» **Provided data**
..............................
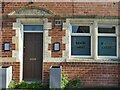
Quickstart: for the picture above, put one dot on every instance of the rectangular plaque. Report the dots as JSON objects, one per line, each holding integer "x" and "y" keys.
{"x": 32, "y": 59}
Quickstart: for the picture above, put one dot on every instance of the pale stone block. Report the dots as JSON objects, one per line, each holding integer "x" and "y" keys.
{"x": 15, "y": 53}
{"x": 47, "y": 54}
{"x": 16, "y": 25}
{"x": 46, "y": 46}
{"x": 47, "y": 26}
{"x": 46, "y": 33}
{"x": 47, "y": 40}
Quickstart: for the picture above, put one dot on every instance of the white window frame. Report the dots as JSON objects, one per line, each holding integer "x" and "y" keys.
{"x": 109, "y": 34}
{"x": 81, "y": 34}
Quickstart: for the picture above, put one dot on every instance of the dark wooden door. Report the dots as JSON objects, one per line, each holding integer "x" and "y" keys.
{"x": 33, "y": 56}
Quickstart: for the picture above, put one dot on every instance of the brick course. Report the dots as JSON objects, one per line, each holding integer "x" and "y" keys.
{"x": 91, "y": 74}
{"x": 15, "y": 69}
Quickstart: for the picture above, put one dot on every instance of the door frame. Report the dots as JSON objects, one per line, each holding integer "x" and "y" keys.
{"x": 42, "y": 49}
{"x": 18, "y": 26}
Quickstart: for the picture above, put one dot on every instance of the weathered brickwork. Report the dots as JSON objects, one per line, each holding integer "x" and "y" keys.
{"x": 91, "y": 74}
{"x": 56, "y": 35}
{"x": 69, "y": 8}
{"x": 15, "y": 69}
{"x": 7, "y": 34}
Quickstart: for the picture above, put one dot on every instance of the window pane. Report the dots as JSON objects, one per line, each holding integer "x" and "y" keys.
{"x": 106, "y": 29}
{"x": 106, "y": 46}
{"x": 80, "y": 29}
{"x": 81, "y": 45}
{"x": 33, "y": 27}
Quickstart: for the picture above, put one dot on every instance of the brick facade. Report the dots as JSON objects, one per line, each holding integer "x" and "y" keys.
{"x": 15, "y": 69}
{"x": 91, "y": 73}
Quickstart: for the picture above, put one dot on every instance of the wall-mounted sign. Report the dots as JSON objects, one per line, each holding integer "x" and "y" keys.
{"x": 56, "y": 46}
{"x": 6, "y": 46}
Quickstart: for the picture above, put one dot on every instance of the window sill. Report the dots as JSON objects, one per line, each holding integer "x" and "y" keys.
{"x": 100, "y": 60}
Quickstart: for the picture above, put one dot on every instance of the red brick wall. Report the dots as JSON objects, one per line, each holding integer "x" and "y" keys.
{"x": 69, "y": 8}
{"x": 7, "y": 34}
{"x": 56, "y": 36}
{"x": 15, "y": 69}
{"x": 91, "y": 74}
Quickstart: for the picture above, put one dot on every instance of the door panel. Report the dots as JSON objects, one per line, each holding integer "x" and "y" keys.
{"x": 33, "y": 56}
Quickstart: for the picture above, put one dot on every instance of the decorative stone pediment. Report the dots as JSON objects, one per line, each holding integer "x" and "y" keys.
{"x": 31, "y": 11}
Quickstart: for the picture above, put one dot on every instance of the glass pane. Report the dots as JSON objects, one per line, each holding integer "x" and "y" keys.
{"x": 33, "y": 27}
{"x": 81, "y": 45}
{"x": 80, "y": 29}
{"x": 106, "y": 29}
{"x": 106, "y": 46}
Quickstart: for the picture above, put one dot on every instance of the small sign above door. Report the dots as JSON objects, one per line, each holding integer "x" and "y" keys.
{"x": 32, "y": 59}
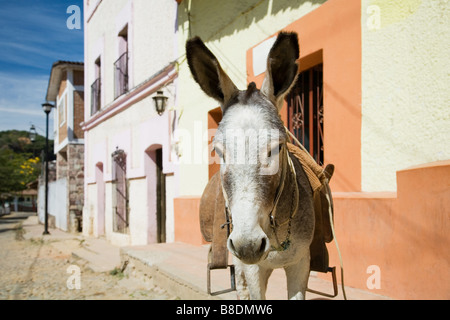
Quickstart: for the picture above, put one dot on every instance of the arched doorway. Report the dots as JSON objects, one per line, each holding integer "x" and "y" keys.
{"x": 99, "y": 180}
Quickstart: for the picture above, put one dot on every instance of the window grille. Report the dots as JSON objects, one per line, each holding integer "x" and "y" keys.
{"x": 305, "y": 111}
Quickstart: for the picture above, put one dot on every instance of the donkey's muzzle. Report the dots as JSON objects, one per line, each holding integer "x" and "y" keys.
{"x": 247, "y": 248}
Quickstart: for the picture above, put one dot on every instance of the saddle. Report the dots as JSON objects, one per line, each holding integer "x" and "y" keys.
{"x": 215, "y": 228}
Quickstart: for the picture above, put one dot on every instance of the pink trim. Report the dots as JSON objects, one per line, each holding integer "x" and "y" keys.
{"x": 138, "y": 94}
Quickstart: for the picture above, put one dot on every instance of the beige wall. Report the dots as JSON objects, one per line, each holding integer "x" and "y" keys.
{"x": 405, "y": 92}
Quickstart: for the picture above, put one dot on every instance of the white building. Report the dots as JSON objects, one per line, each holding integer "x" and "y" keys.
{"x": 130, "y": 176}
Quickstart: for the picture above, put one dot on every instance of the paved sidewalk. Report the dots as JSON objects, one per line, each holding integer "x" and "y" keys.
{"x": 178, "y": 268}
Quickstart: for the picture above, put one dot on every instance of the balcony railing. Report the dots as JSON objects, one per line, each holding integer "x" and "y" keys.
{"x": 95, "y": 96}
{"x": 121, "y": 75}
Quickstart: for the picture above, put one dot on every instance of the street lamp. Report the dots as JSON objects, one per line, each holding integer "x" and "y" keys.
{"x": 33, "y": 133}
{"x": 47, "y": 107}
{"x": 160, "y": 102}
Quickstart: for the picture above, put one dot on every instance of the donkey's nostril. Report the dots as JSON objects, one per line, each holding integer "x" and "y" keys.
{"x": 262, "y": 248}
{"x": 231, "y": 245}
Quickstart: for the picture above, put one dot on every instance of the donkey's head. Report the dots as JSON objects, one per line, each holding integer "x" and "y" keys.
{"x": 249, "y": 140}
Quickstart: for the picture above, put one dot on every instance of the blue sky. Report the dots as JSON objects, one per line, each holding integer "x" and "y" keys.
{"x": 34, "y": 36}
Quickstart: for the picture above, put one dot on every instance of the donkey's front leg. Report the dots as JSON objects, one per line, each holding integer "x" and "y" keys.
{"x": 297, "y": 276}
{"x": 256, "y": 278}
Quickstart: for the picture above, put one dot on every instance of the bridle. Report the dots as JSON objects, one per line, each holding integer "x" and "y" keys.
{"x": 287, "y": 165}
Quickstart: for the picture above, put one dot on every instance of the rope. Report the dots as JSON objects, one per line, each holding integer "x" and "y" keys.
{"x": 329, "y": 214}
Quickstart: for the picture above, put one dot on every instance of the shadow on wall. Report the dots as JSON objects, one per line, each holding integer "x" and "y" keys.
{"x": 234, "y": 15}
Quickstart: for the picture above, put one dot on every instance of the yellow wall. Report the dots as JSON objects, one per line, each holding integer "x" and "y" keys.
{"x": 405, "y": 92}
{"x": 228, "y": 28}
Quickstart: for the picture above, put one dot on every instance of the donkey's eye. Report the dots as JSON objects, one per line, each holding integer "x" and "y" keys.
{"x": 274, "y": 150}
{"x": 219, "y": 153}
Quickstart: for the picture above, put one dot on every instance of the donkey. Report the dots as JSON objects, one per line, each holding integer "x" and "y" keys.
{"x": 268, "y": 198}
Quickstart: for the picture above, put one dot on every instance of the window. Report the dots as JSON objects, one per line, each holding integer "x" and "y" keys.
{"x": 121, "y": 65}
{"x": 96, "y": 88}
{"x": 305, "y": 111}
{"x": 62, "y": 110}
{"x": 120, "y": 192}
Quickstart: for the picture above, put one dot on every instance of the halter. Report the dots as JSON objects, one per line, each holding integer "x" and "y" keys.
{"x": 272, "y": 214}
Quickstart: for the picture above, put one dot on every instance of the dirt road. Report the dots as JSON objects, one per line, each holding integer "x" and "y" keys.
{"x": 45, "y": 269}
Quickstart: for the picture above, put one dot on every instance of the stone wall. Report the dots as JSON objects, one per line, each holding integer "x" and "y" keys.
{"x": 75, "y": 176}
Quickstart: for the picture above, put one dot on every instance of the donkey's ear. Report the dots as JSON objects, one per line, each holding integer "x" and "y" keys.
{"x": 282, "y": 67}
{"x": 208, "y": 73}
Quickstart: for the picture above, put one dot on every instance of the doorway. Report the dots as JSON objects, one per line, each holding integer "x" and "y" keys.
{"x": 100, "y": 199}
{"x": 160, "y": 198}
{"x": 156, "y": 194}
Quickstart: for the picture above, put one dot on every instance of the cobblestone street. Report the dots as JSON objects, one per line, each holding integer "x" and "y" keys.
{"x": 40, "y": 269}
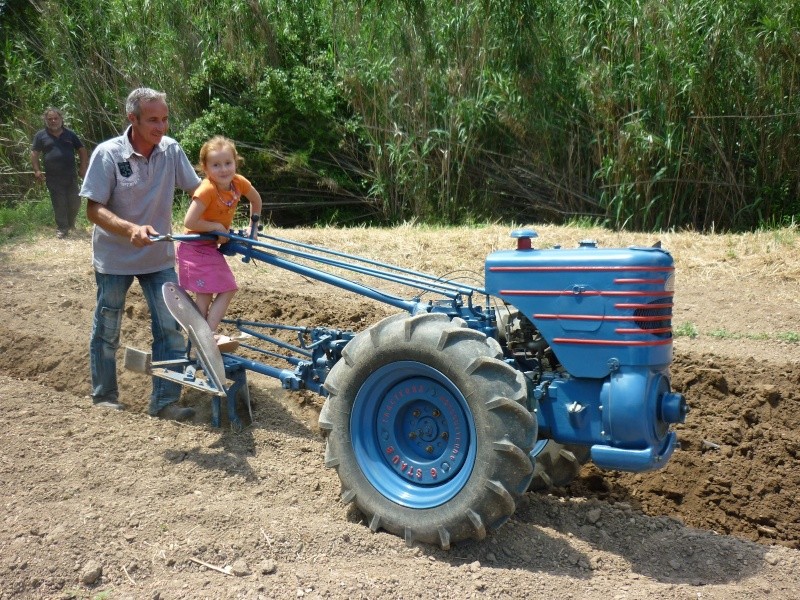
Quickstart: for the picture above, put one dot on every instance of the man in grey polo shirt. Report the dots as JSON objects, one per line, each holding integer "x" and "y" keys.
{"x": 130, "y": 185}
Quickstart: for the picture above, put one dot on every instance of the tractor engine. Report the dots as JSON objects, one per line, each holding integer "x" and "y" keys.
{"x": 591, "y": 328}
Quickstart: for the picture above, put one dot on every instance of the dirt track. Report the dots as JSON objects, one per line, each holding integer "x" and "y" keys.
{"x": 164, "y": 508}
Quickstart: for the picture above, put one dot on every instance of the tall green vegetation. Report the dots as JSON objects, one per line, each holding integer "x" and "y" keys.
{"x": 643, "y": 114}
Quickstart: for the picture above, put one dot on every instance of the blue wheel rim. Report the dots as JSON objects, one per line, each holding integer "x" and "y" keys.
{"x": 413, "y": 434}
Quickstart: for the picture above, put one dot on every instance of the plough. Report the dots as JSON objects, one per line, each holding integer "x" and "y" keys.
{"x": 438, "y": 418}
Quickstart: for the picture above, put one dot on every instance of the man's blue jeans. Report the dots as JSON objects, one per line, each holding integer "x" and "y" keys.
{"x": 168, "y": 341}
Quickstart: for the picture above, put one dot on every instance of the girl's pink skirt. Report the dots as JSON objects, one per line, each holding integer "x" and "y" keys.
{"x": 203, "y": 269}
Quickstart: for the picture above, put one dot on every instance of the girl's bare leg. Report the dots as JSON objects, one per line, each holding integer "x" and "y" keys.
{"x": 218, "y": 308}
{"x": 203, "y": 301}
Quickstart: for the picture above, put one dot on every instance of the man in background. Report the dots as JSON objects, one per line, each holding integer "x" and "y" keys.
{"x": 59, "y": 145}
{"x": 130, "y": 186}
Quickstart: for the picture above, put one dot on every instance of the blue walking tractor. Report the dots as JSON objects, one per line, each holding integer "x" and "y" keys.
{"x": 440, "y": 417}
..............................
» **Exercise objective**
Repeat only the stretch of lines that begins at the line containing "of the tall" and ends at the last line above, both included.

» **Expected output**
Quickstart: for the picture above, put one dot on every instance of the tall green vegetation. Report the dots as JSON objects, one per line, each holding integer "x" and "y" keys.
{"x": 643, "y": 114}
Quickstart: for the picture above, put one dot on every instance of the blue wheel rim. Report the dots as JSON objects, one per line, each holding integer "x" and "y" keys.
{"x": 413, "y": 434}
Quickstart: for the picture above, put one dot on every instance of the plough. Report the dots as JSON objects, one per line, each holding integer "x" and "y" keys.
{"x": 438, "y": 418}
Quickstart: for the picture above, put one dot on every instance of the man's blue jeans. Report the dots as JSON objects, one per line, each holding integer "x" and "y" keys.
{"x": 168, "y": 341}
Quickstart: for the picture above, put one dot on every instance of the girl's pink skirt. Report the dots as JSON objects, one per line, each holding integer "x" and "y" keys.
{"x": 203, "y": 269}
Quickstart: for the picture above, put one dot on every instance of the girl's bare leg. Report the dots as JSON objects, one per line, each holding integer "x" and "y" keys.
{"x": 218, "y": 308}
{"x": 203, "y": 301}
Quickstart: for the picture above, put one dot on every instance of the man in background. Report the dots as JSON objects, one per line, each holding integer "x" and "y" keys.
{"x": 59, "y": 145}
{"x": 130, "y": 186}
Quickstart: for the picture above, put one dot on every instance of the blue walking tractor. Report the dots as JSON objects, one per line, each holding integer "x" and "y" keys.
{"x": 440, "y": 417}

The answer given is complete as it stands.